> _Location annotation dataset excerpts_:
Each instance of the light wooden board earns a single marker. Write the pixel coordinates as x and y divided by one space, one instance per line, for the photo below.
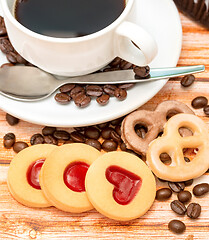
19 222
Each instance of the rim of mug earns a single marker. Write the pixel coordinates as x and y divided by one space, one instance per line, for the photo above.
101 32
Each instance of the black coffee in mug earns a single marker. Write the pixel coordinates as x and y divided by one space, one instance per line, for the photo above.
67 18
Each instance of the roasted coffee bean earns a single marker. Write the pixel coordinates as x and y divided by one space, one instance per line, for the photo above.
163 194
36 139
178 207
103 100
120 94
76 90
94 90
3 30
124 65
142 72
9 140
199 102
103 125
188 182
188 80
82 100
140 131
106 132
5 46
110 89
206 110
78 137
115 62
48 130
176 186
62 98
110 69
80 129
162 180
11 57
126 86
176 226
116 121
184 196
12 120
61 135
49 139
193 210
201 189
123 147
118 130
94 143
164 157
115 136
186 159
7 65
92 132
66 88
69 141
19 146
109 145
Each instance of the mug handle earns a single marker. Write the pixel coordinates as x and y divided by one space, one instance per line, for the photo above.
128 35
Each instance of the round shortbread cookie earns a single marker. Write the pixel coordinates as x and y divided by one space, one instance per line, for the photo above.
17 180
52 176
126 172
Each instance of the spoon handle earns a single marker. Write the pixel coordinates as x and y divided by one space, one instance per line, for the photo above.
128 76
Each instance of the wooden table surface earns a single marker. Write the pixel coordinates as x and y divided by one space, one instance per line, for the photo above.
19 222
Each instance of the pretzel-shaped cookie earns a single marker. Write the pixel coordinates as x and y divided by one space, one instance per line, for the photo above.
172 143
154 120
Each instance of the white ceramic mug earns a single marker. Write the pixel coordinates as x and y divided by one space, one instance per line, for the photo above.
81 55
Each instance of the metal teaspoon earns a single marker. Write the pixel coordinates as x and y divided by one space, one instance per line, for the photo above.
25 83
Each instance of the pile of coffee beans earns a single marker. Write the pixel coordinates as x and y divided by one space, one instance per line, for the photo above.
105 136
83 94
201 102
193 210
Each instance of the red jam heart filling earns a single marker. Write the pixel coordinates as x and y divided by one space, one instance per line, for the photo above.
33 173
127 184
74 176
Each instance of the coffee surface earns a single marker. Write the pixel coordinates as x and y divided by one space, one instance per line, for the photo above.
67 18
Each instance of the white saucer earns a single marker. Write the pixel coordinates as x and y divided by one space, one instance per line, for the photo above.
161 19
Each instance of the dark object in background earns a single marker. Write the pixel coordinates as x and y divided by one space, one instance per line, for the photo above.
11 119
176 226
198 10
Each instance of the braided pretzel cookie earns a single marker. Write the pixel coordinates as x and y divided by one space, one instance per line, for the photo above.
173 144
154 120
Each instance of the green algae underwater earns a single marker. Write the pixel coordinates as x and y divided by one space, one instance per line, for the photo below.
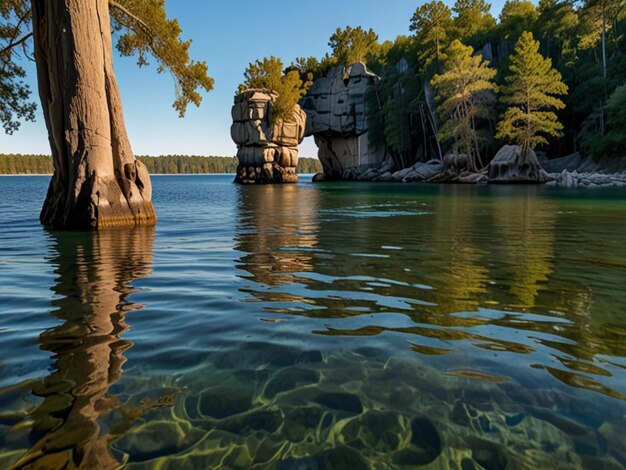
317 326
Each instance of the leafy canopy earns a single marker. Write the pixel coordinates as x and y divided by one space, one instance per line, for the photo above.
15 106
142 28
146 31
268 74
465 93
350 45
531 91
473 21
431 24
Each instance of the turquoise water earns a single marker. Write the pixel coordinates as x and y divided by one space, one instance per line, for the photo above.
317 326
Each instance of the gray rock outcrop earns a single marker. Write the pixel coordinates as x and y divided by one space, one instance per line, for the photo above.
267 149
508 166
575 179
337 117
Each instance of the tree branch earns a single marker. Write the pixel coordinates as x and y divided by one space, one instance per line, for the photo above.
129 14
11 45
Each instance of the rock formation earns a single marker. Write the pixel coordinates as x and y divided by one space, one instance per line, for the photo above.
337 117
267 148
508 166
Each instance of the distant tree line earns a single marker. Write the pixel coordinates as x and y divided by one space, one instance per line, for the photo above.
170 164
569 55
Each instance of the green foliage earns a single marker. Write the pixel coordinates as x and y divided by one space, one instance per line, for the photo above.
431 23
466 95
473 21
169 164
350 45
531 91
268 74
143 30
516 17
15 104
146 31
613 142
396 98
25 164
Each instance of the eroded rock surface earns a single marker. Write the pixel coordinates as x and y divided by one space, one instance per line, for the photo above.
337 117
267 148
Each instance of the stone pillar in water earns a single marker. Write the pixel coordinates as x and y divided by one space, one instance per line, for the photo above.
337 116
267 149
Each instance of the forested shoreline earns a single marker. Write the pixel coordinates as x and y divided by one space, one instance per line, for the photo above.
547 76
17 164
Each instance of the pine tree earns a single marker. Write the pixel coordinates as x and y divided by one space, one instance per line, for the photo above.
466 94
531 91
268 74
431 23
352 45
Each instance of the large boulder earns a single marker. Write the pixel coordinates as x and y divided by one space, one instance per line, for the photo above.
509 166
267 148
337 116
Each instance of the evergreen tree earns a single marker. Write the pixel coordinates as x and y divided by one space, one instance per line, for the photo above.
350 45
531 91
268 74
613 142
473 20
431 24
466 94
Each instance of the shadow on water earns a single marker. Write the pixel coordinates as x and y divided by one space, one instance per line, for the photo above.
95 275
506 296
450 269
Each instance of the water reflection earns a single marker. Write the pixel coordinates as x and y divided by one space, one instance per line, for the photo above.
452 271
95 276
276 231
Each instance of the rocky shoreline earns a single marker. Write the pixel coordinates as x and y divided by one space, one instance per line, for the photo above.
574 179
575 173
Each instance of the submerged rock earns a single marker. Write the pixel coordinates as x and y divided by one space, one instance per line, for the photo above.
340 401
490 455
222 402
338 458
379 431
289 379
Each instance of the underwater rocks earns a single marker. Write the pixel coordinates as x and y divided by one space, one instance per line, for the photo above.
267 149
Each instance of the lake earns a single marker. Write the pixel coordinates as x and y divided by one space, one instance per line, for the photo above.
342 325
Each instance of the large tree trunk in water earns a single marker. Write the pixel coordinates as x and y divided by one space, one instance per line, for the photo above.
97 181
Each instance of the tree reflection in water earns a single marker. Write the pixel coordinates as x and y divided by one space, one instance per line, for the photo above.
95 275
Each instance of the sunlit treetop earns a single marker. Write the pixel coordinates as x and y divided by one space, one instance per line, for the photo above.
142 30
269 74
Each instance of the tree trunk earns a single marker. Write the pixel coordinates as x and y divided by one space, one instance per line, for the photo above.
97 181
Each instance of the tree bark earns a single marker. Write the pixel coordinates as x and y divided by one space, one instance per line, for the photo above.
97 181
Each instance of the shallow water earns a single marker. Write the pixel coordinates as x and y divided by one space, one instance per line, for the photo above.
317 326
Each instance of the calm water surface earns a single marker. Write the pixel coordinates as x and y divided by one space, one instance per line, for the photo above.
317 326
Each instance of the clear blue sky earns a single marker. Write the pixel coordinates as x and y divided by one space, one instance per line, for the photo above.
227 34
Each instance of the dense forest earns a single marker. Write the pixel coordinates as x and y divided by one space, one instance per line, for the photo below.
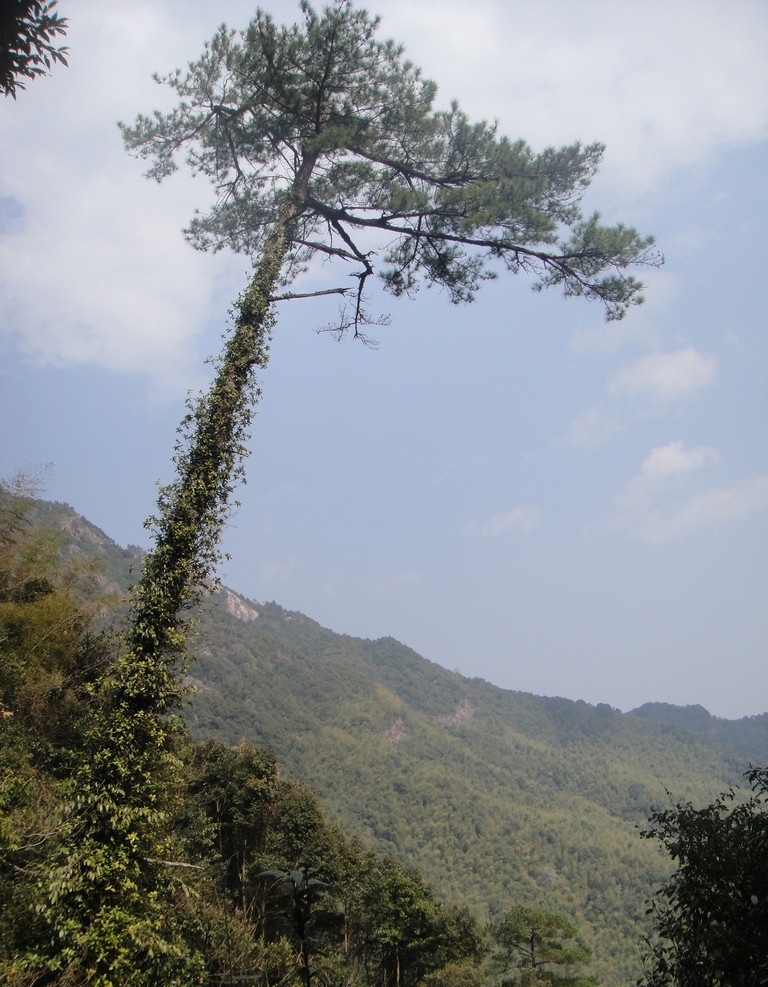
269 802
348 807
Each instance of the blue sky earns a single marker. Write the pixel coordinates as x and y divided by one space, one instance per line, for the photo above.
514 488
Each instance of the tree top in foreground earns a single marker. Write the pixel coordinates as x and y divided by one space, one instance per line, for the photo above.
327 116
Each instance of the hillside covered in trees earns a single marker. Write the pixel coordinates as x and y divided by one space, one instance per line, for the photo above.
488 799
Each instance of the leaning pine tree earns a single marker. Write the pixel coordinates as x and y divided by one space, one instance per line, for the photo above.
320 140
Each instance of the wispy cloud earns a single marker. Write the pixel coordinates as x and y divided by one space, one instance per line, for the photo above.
657 505
521 519
665 377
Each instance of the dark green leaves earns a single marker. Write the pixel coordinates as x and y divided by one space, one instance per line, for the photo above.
389 184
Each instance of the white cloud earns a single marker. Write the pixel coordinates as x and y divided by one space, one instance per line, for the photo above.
674 460
518 519
658 506
665 377
663 85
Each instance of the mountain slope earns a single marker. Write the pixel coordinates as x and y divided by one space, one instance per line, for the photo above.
500 797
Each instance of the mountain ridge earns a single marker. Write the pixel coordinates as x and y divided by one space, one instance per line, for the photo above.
499 797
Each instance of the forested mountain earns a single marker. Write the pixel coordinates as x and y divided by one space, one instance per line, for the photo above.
499 797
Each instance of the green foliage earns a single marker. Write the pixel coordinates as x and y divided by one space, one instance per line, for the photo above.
27 28
711 917
328 117
533 941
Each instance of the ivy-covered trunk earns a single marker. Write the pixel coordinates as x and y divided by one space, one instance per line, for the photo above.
109 901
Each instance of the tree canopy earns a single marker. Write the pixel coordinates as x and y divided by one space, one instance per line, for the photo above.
326 116
711 916
27 28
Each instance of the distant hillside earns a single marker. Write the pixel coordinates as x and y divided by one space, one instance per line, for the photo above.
500 797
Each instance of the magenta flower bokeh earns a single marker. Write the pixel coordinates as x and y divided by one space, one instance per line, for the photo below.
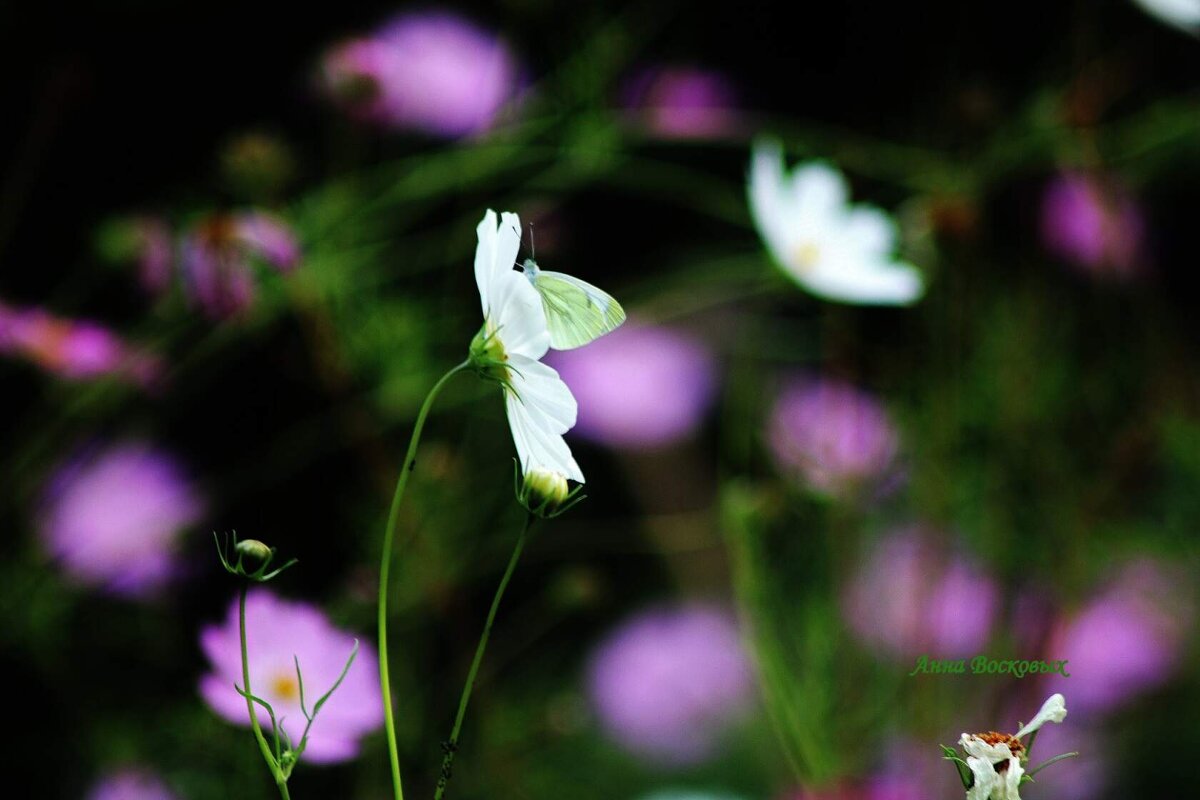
1095 224
913 595
113 517
669 681
130 785
681 102
73 349
640 386
831 437
432 71
217 258
1127 641
277 630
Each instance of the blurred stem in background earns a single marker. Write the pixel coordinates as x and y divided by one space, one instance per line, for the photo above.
796 698
451 744
385 570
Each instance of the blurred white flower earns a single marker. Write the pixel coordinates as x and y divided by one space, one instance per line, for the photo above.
509 348
834 250
1183 14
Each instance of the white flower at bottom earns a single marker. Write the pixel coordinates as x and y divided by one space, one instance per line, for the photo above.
832 248
996 759
509 348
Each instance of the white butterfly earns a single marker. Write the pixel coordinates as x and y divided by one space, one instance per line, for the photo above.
576 311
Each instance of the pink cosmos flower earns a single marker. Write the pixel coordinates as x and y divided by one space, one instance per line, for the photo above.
276 631
670 680
1091 222
431 71
913 596
678 102
73 349
831 435
130 785
217 258
640 386
113 517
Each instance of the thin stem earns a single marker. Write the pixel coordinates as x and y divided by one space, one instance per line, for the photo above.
451 744
280 780
389 537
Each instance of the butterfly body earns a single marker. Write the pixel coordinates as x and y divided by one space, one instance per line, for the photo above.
576 311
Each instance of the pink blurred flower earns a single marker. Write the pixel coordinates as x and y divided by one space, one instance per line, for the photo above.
429 71
1126 641
678 102
1091 222
217 256
639 386
277 630
832 437
913 596
113 517
666 683
73 349
130 785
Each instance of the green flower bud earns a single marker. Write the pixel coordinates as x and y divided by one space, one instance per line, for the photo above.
252 548
544 491
487 355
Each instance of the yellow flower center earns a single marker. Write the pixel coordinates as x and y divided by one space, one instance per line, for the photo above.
286 687
805 256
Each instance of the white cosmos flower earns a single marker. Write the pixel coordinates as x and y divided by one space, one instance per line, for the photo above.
1053 710
997 770
834 250
514 337
1183 14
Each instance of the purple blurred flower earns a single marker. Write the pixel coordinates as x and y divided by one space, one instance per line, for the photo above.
667 681
1095 224
678 102
639 386
833 437
1127 641
430 71
130 785
277 630
113 517
913 596
73 349
217 254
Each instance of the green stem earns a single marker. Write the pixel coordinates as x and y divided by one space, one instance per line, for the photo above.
280 780
389 537
451 744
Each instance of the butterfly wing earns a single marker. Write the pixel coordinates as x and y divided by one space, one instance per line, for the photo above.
576 311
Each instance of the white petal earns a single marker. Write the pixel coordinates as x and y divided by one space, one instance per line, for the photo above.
537 446
485 258
871 230
985 779
819 192
1011 781
519 316
879 283
769 202
544 394
1053 710
508 242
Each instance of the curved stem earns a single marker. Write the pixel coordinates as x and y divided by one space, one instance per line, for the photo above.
389 537
280 780
451 744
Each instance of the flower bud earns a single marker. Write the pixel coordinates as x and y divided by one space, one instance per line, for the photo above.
255 549
544 491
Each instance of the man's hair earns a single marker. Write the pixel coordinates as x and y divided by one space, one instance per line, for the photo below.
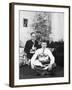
44 41
32 33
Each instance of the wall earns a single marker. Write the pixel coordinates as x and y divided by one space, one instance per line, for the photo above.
4 45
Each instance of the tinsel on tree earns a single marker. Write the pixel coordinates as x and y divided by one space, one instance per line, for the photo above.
42 23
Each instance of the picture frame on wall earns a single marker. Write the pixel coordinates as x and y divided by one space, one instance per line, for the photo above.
39 44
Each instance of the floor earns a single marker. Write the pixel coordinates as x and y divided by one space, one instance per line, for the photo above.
25 72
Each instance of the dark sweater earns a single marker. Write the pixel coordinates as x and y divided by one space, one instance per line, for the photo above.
28 46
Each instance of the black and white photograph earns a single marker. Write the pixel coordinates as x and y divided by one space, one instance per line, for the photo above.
41 44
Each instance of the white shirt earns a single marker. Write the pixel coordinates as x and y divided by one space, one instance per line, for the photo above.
43 55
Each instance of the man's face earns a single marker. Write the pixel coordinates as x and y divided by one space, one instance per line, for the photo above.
33 36
44 44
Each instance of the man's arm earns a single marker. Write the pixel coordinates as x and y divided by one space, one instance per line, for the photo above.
33 59
26 49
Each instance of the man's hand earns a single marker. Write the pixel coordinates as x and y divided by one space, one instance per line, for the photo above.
32 66
50 67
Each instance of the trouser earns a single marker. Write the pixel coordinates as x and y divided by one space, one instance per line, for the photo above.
42 71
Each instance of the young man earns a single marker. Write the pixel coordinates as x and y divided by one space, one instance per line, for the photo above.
43 61
31 46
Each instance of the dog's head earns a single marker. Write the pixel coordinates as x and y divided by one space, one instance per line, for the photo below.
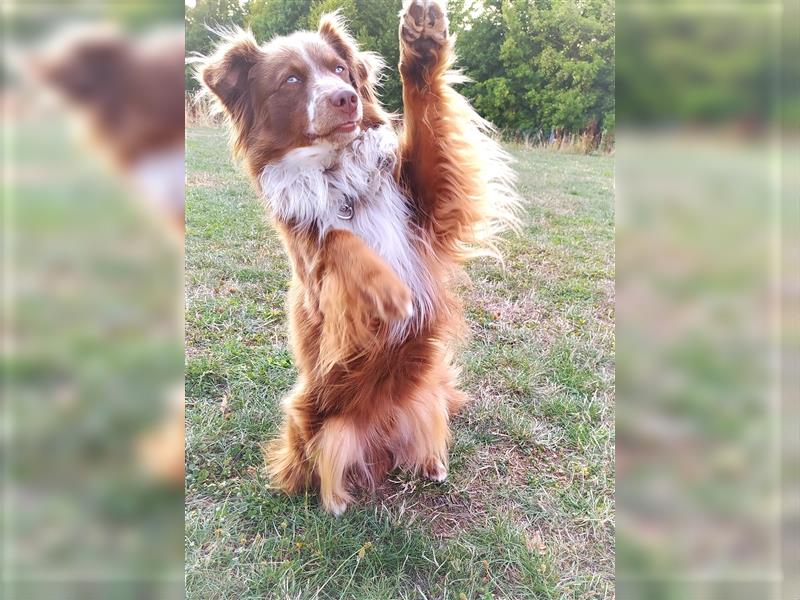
293 91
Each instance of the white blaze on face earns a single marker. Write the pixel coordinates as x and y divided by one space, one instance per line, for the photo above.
321 84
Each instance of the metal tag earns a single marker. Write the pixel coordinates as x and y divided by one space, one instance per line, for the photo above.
345 210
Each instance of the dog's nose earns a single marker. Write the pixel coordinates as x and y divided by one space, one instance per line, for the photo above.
345 100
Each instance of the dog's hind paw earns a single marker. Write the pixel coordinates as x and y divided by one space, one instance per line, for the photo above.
335 506
435 470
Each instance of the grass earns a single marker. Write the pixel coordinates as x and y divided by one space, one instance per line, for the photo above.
527 511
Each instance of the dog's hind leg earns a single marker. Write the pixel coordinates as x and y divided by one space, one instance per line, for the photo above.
336 449
287 464
422 428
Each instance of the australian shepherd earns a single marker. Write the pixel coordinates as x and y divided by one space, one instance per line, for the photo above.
377 218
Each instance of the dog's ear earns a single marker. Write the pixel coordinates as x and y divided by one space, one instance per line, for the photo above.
365 67
225 73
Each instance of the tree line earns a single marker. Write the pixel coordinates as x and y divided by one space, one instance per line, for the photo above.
537 68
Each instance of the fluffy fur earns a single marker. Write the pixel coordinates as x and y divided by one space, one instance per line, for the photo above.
372 313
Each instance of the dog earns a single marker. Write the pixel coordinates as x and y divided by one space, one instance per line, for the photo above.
377 221
127 93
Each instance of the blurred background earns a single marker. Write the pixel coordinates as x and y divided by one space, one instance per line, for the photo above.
707 284
92 436
542 72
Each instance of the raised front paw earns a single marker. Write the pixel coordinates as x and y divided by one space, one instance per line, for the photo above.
423 24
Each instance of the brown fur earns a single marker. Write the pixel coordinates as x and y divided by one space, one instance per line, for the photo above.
362 406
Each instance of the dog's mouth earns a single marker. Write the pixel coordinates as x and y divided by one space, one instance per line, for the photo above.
342 129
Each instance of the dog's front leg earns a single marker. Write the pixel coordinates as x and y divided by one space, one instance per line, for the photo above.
358 292
440 157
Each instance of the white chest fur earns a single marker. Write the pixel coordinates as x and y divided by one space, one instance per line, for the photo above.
309 187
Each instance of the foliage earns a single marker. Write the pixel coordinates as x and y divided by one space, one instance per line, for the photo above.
536 66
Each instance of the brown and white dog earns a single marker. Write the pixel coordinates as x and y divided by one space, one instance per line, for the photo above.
376 223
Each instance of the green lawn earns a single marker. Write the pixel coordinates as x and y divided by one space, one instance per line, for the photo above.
528 509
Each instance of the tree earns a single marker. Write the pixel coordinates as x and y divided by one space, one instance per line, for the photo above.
208 14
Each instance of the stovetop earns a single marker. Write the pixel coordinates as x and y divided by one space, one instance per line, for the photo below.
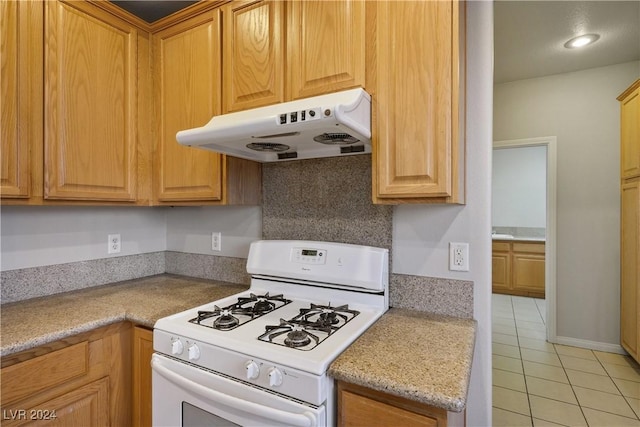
307 302
311 326
298 333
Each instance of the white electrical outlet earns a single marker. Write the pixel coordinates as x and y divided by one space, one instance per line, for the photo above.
458 256
216 241
113 244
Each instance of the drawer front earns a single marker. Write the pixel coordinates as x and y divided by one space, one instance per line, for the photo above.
47 371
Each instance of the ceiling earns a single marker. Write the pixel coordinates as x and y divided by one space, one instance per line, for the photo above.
529 36
152 10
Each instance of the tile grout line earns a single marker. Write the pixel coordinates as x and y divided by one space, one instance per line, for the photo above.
513 310
524 376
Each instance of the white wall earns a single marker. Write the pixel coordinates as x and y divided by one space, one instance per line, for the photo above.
189 229
32 236
519 187
422 233
37 236
581 110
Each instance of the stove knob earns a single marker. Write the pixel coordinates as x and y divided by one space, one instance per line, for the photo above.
275 377
253 370
176 347
194 352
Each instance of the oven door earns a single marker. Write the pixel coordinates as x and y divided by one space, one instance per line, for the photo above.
185 395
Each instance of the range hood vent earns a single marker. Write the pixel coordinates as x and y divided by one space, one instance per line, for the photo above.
336 124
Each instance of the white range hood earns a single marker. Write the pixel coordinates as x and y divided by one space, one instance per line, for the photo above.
336 124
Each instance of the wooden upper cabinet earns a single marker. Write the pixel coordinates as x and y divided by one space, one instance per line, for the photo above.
21 100
187 89
15 146
630 131
90 104
629 272
417 144
326 46
253 73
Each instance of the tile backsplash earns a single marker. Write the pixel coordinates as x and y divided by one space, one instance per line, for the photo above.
319 199
324 199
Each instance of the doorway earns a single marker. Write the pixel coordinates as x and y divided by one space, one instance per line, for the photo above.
549 143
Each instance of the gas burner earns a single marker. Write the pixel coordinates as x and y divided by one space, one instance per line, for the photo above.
298 334
226 321
297 338
244 310
261 303
327 315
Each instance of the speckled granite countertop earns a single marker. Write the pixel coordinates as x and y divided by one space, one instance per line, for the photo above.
413 354
30 323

> _Required task_: Find the line containing "Each instance of the wooden upper", then output it and every line after it to the end of the data, exactly.

> _Correct response_:
Each instance of the wooden upper cabinet earns a single marker. Write the pixel coordinates as x and y divided by one space, one instance per line, for the photo above.
21 100
187 89
15 146
630 131
90 104
629 272
417 144
326 46
253 73
Each instance of the tile backsplash earns a single marker. Write the pixel coordinates as x and y divided by one space, one instance per line, for the photo above.
319 199
324 199
Each instance of the doorway earns a single marker. Write the pixel coordinates as x and y divided by one space, one instance per line, for the photo above.
549 143
Each instance of the gas burner earns a single marker. Write the pixel coordinates as x and y divided by one space, one instance per line, for the photo above.
298 334
226 321
297 338
244 310
261 303
327 315
Each instance of the speckled granite countertop earns a single marker. Write the pixel coordinates as x and y divided by one space, one instance per line, for the photo above.
413 354
30 323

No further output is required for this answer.